--- Passage Enclosed Below ---
Medicare and Employer Coverage
A lot of us get confused when trying to compare Medicare and Employer coverage. She wasn’t the first one to get confused.
My friend almost made a huge mistake when she tried to compare Medicare and her Employer Retiree Plan. She almost wound up without insurance at all.
I get this question all the time from people who are trying to figure out whether to stay on their existing plan or sign up for Medicare. For my friend, she almost asked me too late. I’ll call her Sue, but her details and name have been changed.
Secondary to Medicare
Sue delayed getting Medicare because she had excellent retiree coverage. When she compared Medicare and employer coverage, Medicare came up short to her. She used to work for a large company and the drug portion of her benefits could not be beaten. Sue was getting brand name drugs at an excellent price. I was jealous of her plan.
Over the years Sue had referred her friends and clients to me as they turned 65, but she didn’t want to change her own plan because she needed to wait for her husband to turn 65 too since her retiree plan also covered him.
Her birthday passed and her cake was long gone. She hadn’t signed up for Medicare yet. I had reminded her a few times, but she said she wanted to stay on her existing plan. I’m glad that I was persistent. I wanted her to be absolutely sure that she didn’t need to sign up for Medicare. Anyone who knows me also knows that I can be like a pit bull and a bone when I have an idea about something.
--- End of Enclosed Passage ---
--- Provided information Enclosed Below ---
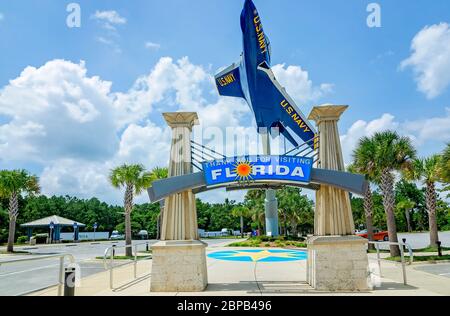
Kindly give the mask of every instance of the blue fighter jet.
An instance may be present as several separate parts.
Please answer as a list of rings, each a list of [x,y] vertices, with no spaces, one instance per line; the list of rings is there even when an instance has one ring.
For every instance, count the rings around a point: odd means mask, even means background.
[[[272,128],[277,127],[294,146],[299,146],[293,137],[297,135],[315,149],[314,127],[275,79],[270,68],[270,42],[252,0],[245,1],[241,29],[244,42],[241,61],[215,76],[219,94],[244,98],[255,115],[259,133],[272,132]]]

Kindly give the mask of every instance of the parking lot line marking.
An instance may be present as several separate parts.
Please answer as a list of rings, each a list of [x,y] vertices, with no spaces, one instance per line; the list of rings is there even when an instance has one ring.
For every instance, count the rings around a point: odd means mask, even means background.
[[[32,271],[42,270],[42,269],[47,269],[47,268],[52,268],[52,267],[56,267],[56,266],[58,266],[58,264],[52,264],[52,265],[42,266],[42,267],[33,268],[33,269],[28,269],[28,270],[22,270],[22,271],[10,272],[10,273],[5,273],[5,274],[0,274],[0,277],[10,276],[10,275],[14,275],[14,274],[21,274],[21,273],[26,273],[26,272],[32,272]]]

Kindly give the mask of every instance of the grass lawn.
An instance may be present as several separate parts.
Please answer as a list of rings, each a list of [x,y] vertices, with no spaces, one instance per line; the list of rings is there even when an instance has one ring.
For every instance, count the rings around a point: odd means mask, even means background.
[[[388,257],[386,260],[401,262],[400,257]],[[405,261],[409,260],[409,256],[405,256]],[[443,255],[439,257],[438,255],[433,256],[414,256],[415,262],[423,262],[423,261],[440,261],[440,260],[450,260],[450,255]]]
[[[300,240],[285,240],[285,237],[259,236],[231,243],[227,247],[306,248],[306,243]]]

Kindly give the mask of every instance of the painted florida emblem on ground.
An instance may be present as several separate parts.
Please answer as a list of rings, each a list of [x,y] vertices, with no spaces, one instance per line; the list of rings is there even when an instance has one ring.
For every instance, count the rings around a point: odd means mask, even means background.
[[[210,253],[209,258],[227,261],[285,262],[306,260],[306,251],[287,249],[226,250]]]

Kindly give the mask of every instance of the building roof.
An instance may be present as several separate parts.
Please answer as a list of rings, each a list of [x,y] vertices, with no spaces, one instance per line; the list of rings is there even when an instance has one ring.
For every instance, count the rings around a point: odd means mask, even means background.
[[[53,222],[54,225],[59,226],[73,226],[74,223],[78,224],[78,227],[86,226],[83,223],[79,223],[77,221],[67,219],[61,216],[53,215],[46,218],[38,219],[33,222],[25,223],[20,225],[21,227],[37,227],[37,226],[50,226],[50,223]]]

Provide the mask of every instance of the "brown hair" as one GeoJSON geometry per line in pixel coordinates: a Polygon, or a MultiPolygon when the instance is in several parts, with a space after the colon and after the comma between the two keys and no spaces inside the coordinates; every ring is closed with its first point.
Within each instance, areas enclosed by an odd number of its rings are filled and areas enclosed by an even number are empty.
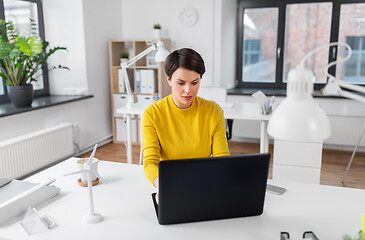
{"type": "Polygon", "coordinates": [[[200,77],[205,73],[203,58],[191,48],[178,49],[167,56],[165,72],[169,78],[180,67],[199,73],[200,77]]]}

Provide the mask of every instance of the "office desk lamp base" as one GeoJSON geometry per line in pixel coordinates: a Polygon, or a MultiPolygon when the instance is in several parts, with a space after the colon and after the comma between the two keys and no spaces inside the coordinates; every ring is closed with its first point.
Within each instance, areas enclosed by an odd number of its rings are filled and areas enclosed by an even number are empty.
{"type": "Polygon", "coordinates": [[[93,215],[88,214],[83,218],[85,223],[98,223],[103,220],[103,217],[99,213],[94,213],[93,215]]]}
--- End of Enclosed Provided information ---
Reproduce the passage on Medicare and employer coverage word for word, beginning at the words "My friend almost" and stopping after the words "of her plan.".

My friend almost made a huge mistake when she tried to compare Medicare and her Employer Retiree Plan. She almost wound up without insurance at all.
I get this question all the time from people who are trying to figure out whether to stay on their existing plan or sign up for Medicare. For my friend, she almost asked me too late. I’ll call her Sue, but her details and name have been changed.
Secondary to Medicare
Sue delayed getting Medicare because she had excellent retiree coverage. When she compared Medicare and employer coverage, Medicare came up short to her. She used to work for a large company and the drug portion of her benefits could not be beaten. Sue was getting brand name drugs at an excellent price. I was jealous of her plan.